**Work instructions**
Answer these from the church welcome page below:
(a) At what time and in what room is the Spanish Sunday service held?
(b) On which day and at what time does Evening Prayer take place?
(c) On which day is parking in the Cathedral's underground garage free?

**Passage given**
- - - - - - -
Welcome to St. Alban’s Church! Every Sunday, and most days in between, people gather in this place to worship, to learn, to grow, to share the joys and struggles of our lives, and to seek God’s grace in the midst of our lives. We do not come because we have it all figured out, but because we are seeking light on the way. We come as we are and welcome one another.

On this website, you can find information about our worship, our classes for people of all ages, membership at St. Alban's, and about how we seek to make a difference in this world. We warmly encourage you to join us for a Sunday service or for some of the many other events that happen here. You belong at St. Alban’s.

Please fill out this welcome form to connect with us.

Contact us with any questions. Call (202) 363-8286 or email the church office.

 

Service Times 

Weekly In-person Sunday Service Schedule (Please note: Service times may be changed during the seasons of Christmas and Lent and during the summer. Please refer to our calendar to confirm the times.):

8 a.m. (English) in the Church
9 a.m. (English) in the Church
11:15 a.m. (English) in the Church
11:15 a.m. (Spanish) in Nourse Hall (same building as the Church)

Communion in one kind (i.e. wafers) will be offered at the main altar, although we will happily bring communion to those for whom steps are challenging. 

Weekly Live Sunday Services are live-streamed on our Youtube channel (St. Alban's DC) at 9 a.m. every Sunday, as is our Spanish service at 11:15 a.m. 

Evening Prayer Thursdays, 5:30 p.m. via Zoom, join us for a time of reflection and sharing at the close of your busy day. Contact Paul Brewster for the link. 

 

Directions

St. Alban’s Episcopal Church is located next to the Washington National Cathedral at the corner of Massachusetts and Wisconsin Avenues in the northwest section of the District of Columbia.

From either direction on the north loop of the Capital Beltway/I-495 follow signs for Route 355/Wisconsin Ave south toward DC. St. Alban’s is located on the left just before the intersection of Massachusetts and Wisconsin Avenues NW. Make a left onto Lych Gate Rd before you reach Massachusetts Ave. As you enter the drive, the church will be on your left and Satterlee Hall and the Rectory on the right. Stay on Lych Gate until it becomes Pilgrim Rd.

From any Virginia main in-bound thoroughfare (George Washington Memorial Parkway, I-395, Route 50, I-66), follow signs to Rosslyn and take the Key Bridge from Rosslyn north across the Potomac River into Georgetown. Go right on M St, left on Wisconsin Ave. St. Alban’s is located on the right just after the intersection of Massachusetts and Wisconsin Avenues NW. Make a right onto Lych Gate Rd after passing Massachusetts. As you enter the drive, the church will be on your left and Satterlee Hall and the Rectory on the right. Stay on Lych Gate until it becomes Pilgrim Rd.

Parking is available on Pilgrim Road Monday-Friday after 3:30 pm and all day Saturday and Sunday. Parking is also available in the Cathedral’s underground garage for a fee Monday- Saturday and for free on Sunday.  You may also park on neighborhood streets according to DC parking signs.
- - - - - - -
**Source material**

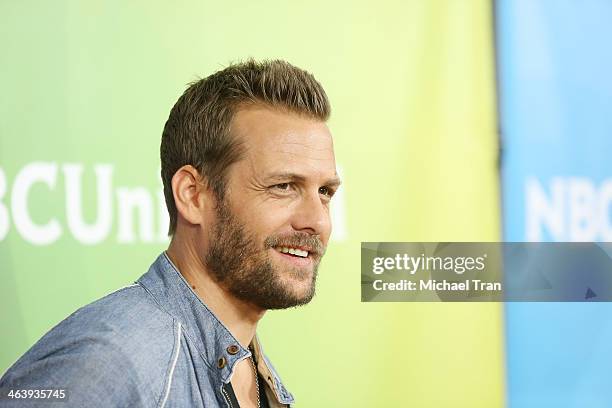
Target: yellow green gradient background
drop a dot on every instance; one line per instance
- - - - - - -
**Output for this exercise**
(a) 11:15 a.m., in Nourse Hall
(b) Thursdays at 5:30 p.m.
(c) Sunday